::: Source extract :::

The meeting was hosted by Utilities Manager Roger Biggs and Regulatory Compliance, Safety & Administrator Debbie Breitkreutz at the Cottonwood Riverfront Park Reclamation Facility. Cottonwood City Manager Doug Bartosh also weighed in at the forum.

At the forum, staff outlined the process of the city’s water system and rebutted claims about unsafe drinking water. The second forum is scheduled for Thursday, June 14.

Here are five takeaways from the first public forum:

1. Water is safe to drink, officials say

According to Biggs, mistakes were made but the water is safe to drink.

“The sample was contaminated, not the water,” he said. “We determined the contamination came from inside the residence.”

In an email to The Verde Independent, Arizona Department of Environmental Quality spokeswoman Erin Jordan said ADHS alerted ADEQ after they discovered the issue with the water sample. ADEQ then sent inspectors to the public water systems and collected water samples.

“The systems are in compliance with federal drinking water standards,” she wrote in the email. “Residents in the City of Cottonwood are being supplied healthy drinking water.”

2. Water sample was contaminated by new employee

According to Cottonwood city staff, the employee who took the original contaminated water sample was brand new and inexperienced.

“It was resampled but proper protocol wasn’t followed, Bartosh said. “The paperwork wasn’t filled out properly.”

3. Water samples are easily contaminated

Utilities Operation Manager Mike Traynor demonstrated to the public how easy a sample can be contaminated if proper protocol isn’t followed.

“Meters aren’t in a sterile place,” he said. “Testing requires a lot of sanitation and disinfection.”

Traynor said anything can contaminate a sample.

“Simply putting the lid down or dropping the container can contaminate the sample,” he said.

4. Water samples are now going to an outside lab

Analysis of samples is now being conducted at a separate lab, said Jordan.  ADEQ continues to monitor the data submitted from water samples.

5. City also has questions

Bartosh said the complaints that ignited the investigation into Cottonwood’s water system were filed by “former disgruntled employees.”

“There’s still a lot of information that hasn’t been released,” he said.

Biggs said that city staff still has questions themselves and won’t know the whole story until the final AG report is released.

Bartosh said at the meeting that as someone with 30 years of experience in law enforcement, he thinks the AG is playing hardball.

“There’s a phrase we use … you can indict a ham sandwich,” he said.

:::

▶ Tasks for this exercise:
**1.** Answer from the article on Cottonwood's water forum:
(a) At which facility was the first forum held?
(b) On what date is the second forum scheduled?
(c) How many years of law enforcement experience does Bartosh cite?
**2.** Name every person mentioned by name in the Cottonwood water article, giving the title the article assigns to each.
The records are separate material and have no connection to the article.

::: Source data :::

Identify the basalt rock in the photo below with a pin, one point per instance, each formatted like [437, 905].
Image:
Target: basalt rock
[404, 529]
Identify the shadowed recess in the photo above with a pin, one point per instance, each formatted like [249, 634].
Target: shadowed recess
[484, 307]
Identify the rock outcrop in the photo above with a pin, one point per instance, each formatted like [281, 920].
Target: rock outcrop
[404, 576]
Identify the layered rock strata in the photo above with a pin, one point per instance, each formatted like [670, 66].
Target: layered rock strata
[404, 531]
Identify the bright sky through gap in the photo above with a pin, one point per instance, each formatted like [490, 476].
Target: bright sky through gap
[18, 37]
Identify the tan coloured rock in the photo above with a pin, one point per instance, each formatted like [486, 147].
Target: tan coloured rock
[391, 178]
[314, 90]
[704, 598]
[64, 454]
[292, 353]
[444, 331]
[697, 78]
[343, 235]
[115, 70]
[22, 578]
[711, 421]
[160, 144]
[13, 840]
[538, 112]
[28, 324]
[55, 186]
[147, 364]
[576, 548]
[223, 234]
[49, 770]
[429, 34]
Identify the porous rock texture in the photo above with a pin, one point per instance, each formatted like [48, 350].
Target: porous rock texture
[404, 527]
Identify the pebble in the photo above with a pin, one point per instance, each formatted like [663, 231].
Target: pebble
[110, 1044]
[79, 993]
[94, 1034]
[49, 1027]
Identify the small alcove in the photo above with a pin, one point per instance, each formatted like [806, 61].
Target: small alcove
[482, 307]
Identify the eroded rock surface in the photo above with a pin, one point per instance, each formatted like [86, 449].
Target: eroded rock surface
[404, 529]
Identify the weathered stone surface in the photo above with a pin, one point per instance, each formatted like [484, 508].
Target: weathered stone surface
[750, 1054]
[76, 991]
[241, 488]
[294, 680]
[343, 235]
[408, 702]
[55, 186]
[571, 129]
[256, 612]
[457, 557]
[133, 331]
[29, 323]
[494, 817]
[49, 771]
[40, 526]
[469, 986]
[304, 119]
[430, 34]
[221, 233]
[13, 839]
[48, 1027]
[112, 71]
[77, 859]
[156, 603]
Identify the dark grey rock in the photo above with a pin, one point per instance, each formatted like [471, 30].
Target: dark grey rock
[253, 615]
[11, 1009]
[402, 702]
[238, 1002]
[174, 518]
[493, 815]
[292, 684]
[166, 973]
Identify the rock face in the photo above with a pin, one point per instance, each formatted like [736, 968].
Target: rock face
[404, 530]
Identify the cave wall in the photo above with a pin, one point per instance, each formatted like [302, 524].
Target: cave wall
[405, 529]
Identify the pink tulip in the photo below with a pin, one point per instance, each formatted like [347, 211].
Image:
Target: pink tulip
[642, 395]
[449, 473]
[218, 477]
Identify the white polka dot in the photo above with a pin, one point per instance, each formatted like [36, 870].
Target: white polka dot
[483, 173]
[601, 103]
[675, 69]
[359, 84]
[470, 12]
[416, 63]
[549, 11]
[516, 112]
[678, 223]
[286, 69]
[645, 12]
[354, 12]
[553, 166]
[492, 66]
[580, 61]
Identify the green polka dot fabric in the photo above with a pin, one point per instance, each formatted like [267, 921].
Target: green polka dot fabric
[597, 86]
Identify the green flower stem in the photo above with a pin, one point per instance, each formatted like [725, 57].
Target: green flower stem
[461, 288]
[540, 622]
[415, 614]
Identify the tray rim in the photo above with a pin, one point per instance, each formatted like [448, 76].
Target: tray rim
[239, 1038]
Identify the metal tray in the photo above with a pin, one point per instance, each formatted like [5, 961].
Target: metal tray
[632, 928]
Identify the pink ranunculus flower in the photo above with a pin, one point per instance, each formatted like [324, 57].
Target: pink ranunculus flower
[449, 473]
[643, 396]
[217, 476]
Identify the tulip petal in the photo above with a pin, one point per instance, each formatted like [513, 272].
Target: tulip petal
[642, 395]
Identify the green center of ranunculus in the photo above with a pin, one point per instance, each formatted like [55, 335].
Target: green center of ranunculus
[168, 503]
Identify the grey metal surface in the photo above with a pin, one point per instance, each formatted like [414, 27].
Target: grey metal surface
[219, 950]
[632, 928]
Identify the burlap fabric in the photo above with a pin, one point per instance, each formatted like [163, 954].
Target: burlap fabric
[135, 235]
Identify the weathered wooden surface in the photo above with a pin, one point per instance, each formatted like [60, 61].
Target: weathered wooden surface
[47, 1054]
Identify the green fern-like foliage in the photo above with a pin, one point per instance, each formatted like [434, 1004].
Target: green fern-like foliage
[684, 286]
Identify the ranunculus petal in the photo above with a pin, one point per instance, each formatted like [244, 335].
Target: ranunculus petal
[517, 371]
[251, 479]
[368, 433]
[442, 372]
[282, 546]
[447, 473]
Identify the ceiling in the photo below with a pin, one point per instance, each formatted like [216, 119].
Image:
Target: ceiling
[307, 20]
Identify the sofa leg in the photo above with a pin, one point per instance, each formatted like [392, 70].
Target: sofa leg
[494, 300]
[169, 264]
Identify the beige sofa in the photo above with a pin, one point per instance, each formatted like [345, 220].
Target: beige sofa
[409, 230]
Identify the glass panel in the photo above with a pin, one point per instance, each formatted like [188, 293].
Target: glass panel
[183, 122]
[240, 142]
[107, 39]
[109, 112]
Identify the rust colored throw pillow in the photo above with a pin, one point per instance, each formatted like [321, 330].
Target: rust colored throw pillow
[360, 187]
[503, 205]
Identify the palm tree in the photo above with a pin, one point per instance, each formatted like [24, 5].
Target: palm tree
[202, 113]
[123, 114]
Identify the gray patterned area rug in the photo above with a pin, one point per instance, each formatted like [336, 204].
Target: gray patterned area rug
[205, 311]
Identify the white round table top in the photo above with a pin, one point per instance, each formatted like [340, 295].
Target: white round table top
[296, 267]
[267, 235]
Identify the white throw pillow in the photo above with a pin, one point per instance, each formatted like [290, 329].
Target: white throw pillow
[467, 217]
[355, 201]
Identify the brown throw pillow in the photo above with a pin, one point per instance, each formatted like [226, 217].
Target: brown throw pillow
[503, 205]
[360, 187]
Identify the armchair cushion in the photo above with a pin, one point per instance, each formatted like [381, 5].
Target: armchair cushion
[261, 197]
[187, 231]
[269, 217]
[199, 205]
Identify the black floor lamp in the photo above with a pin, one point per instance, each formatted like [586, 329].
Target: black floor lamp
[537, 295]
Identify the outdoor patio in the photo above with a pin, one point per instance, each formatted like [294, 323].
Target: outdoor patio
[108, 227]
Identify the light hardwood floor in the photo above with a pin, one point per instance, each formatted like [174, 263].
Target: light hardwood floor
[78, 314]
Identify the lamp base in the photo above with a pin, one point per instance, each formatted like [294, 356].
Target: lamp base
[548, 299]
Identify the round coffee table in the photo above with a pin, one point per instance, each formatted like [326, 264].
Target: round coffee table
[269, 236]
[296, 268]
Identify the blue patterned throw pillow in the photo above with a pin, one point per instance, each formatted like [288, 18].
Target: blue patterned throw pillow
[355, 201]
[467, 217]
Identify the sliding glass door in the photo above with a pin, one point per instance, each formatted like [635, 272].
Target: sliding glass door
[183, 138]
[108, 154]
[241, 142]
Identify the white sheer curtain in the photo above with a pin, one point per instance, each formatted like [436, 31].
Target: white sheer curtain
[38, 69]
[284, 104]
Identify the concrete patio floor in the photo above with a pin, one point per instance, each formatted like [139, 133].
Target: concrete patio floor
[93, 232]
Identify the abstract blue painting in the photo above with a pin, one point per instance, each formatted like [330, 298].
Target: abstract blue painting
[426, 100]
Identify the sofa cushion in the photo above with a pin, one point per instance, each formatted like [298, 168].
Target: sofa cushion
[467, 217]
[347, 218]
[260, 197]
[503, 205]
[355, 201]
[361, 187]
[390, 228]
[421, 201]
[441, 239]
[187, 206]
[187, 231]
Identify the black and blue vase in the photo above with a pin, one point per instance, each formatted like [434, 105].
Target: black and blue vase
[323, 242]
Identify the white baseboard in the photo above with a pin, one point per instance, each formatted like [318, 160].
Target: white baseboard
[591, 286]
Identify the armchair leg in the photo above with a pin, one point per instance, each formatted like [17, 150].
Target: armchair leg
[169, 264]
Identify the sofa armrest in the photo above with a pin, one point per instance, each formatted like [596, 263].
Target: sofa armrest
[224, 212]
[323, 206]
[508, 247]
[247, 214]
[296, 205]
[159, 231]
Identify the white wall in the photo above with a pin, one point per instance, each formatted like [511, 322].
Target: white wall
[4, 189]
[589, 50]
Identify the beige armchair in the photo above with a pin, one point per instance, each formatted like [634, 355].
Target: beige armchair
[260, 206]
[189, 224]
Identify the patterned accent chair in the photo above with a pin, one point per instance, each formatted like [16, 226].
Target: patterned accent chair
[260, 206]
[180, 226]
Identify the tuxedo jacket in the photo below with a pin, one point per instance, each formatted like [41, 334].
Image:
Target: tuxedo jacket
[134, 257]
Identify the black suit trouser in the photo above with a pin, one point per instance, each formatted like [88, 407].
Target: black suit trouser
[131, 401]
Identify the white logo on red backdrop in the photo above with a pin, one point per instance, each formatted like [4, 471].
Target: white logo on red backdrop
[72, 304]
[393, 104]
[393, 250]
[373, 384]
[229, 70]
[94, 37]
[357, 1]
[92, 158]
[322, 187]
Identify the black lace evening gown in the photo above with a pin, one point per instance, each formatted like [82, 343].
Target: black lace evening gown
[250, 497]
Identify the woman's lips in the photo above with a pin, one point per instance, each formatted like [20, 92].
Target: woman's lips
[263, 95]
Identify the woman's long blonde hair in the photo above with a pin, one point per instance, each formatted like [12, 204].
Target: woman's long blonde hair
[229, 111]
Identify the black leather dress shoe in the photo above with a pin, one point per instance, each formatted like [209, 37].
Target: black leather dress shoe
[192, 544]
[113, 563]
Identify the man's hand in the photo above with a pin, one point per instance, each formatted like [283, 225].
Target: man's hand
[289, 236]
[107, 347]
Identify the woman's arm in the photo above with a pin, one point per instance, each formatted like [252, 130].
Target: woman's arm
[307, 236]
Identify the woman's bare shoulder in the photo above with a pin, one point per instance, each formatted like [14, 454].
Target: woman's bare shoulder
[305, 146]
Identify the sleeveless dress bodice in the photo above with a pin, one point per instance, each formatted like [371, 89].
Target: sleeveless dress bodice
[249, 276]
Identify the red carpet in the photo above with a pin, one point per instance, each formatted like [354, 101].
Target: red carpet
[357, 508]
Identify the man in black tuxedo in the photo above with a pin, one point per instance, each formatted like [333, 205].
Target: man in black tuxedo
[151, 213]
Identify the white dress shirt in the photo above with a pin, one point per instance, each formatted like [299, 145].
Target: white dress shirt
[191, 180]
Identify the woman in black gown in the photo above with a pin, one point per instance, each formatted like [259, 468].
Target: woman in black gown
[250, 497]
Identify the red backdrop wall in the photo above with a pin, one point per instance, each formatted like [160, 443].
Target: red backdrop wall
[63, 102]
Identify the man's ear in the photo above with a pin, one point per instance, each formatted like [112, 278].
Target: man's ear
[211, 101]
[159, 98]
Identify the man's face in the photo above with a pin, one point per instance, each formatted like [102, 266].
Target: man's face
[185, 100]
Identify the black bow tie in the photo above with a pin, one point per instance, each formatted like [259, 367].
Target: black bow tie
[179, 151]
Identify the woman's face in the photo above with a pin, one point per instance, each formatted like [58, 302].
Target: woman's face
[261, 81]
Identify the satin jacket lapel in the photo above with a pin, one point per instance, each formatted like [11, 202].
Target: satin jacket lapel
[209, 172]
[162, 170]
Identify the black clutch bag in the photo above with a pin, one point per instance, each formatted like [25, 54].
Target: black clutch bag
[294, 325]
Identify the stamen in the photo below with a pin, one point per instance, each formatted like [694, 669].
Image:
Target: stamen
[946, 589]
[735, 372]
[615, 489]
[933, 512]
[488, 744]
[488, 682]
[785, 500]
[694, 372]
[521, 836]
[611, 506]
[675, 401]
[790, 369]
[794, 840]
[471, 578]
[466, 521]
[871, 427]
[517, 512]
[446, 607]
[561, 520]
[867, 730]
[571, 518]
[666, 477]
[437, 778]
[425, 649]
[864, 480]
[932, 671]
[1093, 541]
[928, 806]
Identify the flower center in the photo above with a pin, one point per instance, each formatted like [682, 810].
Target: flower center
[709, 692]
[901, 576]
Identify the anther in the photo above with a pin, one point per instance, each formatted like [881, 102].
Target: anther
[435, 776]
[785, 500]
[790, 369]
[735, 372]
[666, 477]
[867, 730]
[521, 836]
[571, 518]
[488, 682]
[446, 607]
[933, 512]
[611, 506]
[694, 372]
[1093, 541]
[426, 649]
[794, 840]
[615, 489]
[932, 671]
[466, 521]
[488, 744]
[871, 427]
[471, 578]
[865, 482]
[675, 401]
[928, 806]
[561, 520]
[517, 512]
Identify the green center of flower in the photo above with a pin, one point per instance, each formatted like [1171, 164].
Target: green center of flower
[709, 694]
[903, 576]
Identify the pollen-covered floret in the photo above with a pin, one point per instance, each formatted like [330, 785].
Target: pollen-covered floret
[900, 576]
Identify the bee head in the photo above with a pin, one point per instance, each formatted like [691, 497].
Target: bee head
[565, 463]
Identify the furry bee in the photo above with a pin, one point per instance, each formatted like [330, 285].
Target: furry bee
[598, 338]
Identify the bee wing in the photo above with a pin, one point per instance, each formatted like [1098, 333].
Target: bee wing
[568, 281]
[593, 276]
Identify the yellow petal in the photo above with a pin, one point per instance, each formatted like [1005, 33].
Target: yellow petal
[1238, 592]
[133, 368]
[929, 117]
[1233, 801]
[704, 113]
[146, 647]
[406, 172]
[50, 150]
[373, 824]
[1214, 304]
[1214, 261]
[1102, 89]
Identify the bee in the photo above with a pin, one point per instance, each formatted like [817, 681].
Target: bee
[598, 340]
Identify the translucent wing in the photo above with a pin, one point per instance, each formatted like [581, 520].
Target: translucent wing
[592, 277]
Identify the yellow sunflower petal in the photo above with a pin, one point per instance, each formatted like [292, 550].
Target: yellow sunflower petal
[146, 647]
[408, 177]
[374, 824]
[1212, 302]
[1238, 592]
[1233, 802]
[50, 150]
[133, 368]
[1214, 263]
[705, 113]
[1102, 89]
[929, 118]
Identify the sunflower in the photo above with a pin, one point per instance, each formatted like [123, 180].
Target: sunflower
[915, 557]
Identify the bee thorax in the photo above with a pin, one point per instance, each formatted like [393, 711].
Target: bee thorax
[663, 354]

:::

▶ Exercise answers:
**1.**
(a) The Cottonwood Riverfront Park Reclamation Facility
(b) Thursday, June 14
(c) 30 years

**2.**
- Roger Biggs, Utilities Manager
- Debbie Breitkreutz, Regulatory Compliance, Safety & Administrator
- Doug Bartosh, Cottonwood City Manager
- Erin Jordan, Arizona Department of Environmental Quality spokeswoman
- Mike Traynor, Utilities Operation Manager